They always need to take pictures as if these were trophies they would mount on walls.

But everything is a lie. They don’t take good care of us. They don’t even come near those in quarantine areas. They stay outside the bars that separate them from the inmates.

In response to that, I would reach out to grab them whenever they asked me how I felt. It always made them flinch and step backwards. It’s so funny! I do that just to see how they’d react.

I don’t feel we are being treated as humans here.

Hopeless, helpless

Inside jails, you are tormented by the thought that you can’t do anything. People want to complain but can’t. They don’t know how, and they are afraid.

Inside jails, you feel hopeless and helpless.

Hopeless because you are under their rule. It’s like a military camp. What the empleyado wants, the empleyado gets.

Helpless because there are no real safety measures. There are no standard procedures for quarantine.

This is why I decided to speak up. I want things to change – from quarantine and precautionary measures to the attitude of the empleyado nurse.

Once, a medical aide said a sick detainee needed attention. The empleyado answered back: “Bahala silang mamatay pabayaan mo lang sila (let them die).”

With that attitude from a government nurse, how will you feel?

Why are we put in such conditions?

We’re presumed innocent until proven guilty. We should not be placed in these life-threatening conditions. We still have the right to life.

Tormented

The tension between jail guards and inmates subsided when the government started releasing detainees in April. Some days they released 20 inmates, some days they released five, 10, or 38.

It’s a slow process but at least they’re doing something to address the problem.

On April 19, the jail started segregating the elderly from the general population.

Old men, like me, were taken to administrative offices previously occupied by jail personnel. One of the offices was the paralegal office! It was the office where the empleyada who tested positive for Covid-19 was assigned.

In one of the facilities, 11 people shared two gurneys and a stretcher. Sick inmates who recently died used to occupy those makeshift hospital beds. I don’t know if they have been disinfected.

After all the deaths and infections here, information remains scarce. They’re not telling us anything. Don’t we deserve to know the truth so we can also protect ourselves?

Like me, I’m already 60 years old. My immune system is weak.

For now, I take things one step at a time. I have this mindset that I will never wait for my release anymore. It will torment you if you wait for it. But at night, I sleep wishing that I can get out.

I wish I could benefit from the Supreme Court petition that was filed on behalf of detainees. When the courts sent me here earlier this year, I didn’t have colds and cough. Now I have it. I’m afraid that if they don’t do anything, I will die here in a few days.

“I think I’m Covid-19 positive as I have all the symptoms, but until now, I have never been swabbed for a test,” the jail aide said. Illustration by Alexandra Paredes

B. The Jail Aide (Quezon City Jail)

We badly need mass testing. I am one of the orderlies in Quezon City Jail. The old man and I are concerned that many of us are infected with Covid-19 already.

We don’t have sufficient information about what’s happening. They’re not telling us anything. I don’t know why. Maybe, they don’t want us to panic?

In March or February, we ran out of paracetamol after detainees with fever inundated the clinic.

• [WHAT YOU ARE ASKED TO DO]:
List each number of inmates that the jail account says were released in a single day. You won't need the lines that come next.

• [AVAILABLE DATA]:

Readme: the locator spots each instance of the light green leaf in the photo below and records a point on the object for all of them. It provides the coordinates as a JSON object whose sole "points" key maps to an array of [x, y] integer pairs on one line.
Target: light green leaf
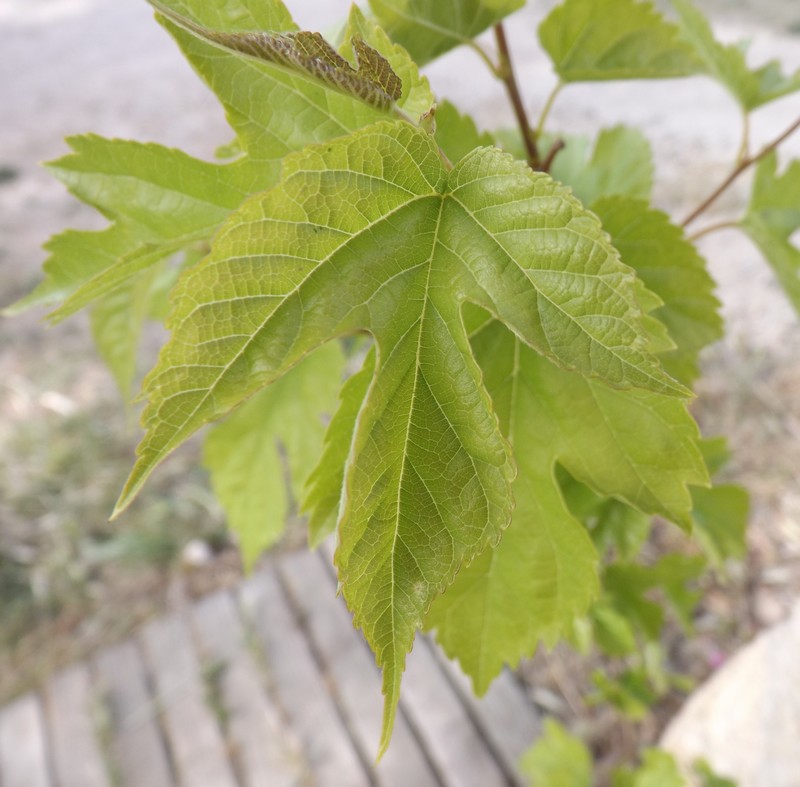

• [RESPONSE TO THE EXERCISE]:
20, five, 10, 38